Exercise objective:
An exact transcription of every record below is required, with the pictures left out.

Records supplied:

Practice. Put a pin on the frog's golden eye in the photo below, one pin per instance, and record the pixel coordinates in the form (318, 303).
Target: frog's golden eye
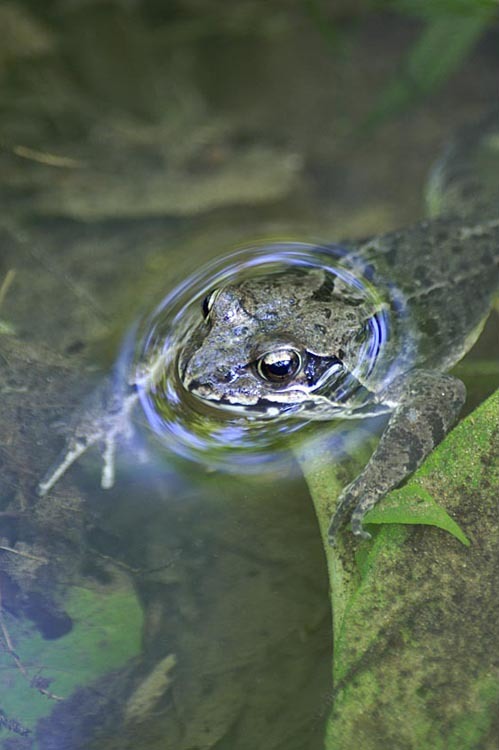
(208, 303)
(279, 366)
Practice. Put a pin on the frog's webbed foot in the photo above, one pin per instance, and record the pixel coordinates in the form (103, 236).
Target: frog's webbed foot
(104, 419)
(428, 404)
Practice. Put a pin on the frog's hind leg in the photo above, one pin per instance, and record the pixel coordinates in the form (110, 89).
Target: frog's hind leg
(428, 404)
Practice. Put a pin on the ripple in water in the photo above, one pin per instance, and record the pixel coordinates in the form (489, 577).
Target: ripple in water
(224, 436)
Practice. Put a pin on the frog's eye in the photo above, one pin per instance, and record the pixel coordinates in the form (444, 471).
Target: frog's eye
(279, 366)
(208, 303)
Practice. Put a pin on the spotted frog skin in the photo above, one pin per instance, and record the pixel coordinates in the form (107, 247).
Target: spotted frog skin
(292, 344)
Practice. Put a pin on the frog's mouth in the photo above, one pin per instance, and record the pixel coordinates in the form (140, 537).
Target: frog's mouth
(337, 394)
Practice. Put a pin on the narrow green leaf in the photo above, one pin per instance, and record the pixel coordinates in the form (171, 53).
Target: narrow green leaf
(414, 505)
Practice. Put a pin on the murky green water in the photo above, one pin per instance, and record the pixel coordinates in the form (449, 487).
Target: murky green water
(184, 608)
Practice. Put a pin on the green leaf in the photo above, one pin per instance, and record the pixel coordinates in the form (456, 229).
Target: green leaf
(416, 615)
(439, 51)
(413, 504)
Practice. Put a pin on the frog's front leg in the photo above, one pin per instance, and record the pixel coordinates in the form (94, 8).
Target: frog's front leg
(426, 405)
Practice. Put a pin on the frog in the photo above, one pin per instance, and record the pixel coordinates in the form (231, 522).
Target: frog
(297, 343)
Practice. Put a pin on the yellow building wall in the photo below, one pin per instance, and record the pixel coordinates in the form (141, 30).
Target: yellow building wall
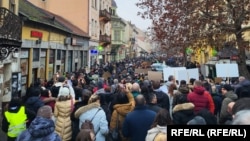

Task answer:
Practice. Put a pin on the frog's golden eye in the photo below, one pin per instance, and record the pixel coordinates in the form (318, 303).
Target: frog's golden eye
(208, 303)
(279, 366)
Practice. Put a pin on the frog's webbed foot in the photo above, one pin per instance, and record the pixel coordinates in the form (103, 236).
Target: frog's webbed foot
(104, 419)
(428, 404)
Practice. Put a pin on the frog's hind leg in the photo above, one pin per instance, and record the pixel coordinates in the form (110, 89).
Target: frog's hind leg
(428, 404)
Practice. Put a pin on the ripple in water in the photo above, one pin per instance, and record the pixel coordinates in the form (489, 577).
Target: ripple in water
(224, 436)
Practice. Put a pin on the frog's eye in the photo above, one pin per instance, and record the pixel coordinates in the form (444, 471).
Target: frog's eye
(279, 366)
(208, 303)
Practice. Put a pin on the spotted frog skin in the photo above, one pin per instance, and record the pixel coordinates in the form (107, 247).
Target: spotted frog skin
(292, 344)
Practice. Put a pin on the frog's mouth in the photo above, one pin per instance, and record the pixel coordinates in the form (140, 537).
Target: frog's mouth
(337, 394)
Practice. Put a pin on the narrow green leaf in the photo above, one pin per instance, and record the pixel coordinates in the form (171, 53).
Target: narrow green leaf
(414, 505)
Practice. Put a pin on the murky green water in the photo above, one pin per instance, and record the pixel coordinates in the form (449, 487).
Target: murky green water
(184, 608)
Practice. Put a pin on the green leaf in the photo above, one pin per instance, and record the pixel coordinates in the form (456, 229).
Target: green leaf
(416, 615)
(439, 51)
(413, 504)
Practice. Put a pin on the frog's front leg in the photo above, one pin per instance, and record the pixel coordinates in the form (94, 8).
Target: frog's front leg
(426, 405)
Practice. Put a pin on the frog in the photo above, one pin per instance, and record the pixel coordinates in the form (231, 522).
Target: frog
(297, 343)
Practice. Put a pin on the yellow building wall in the photo below, one pin per instance, and record the pixel coordinates in the form (141, 30).
Target: yellow building wall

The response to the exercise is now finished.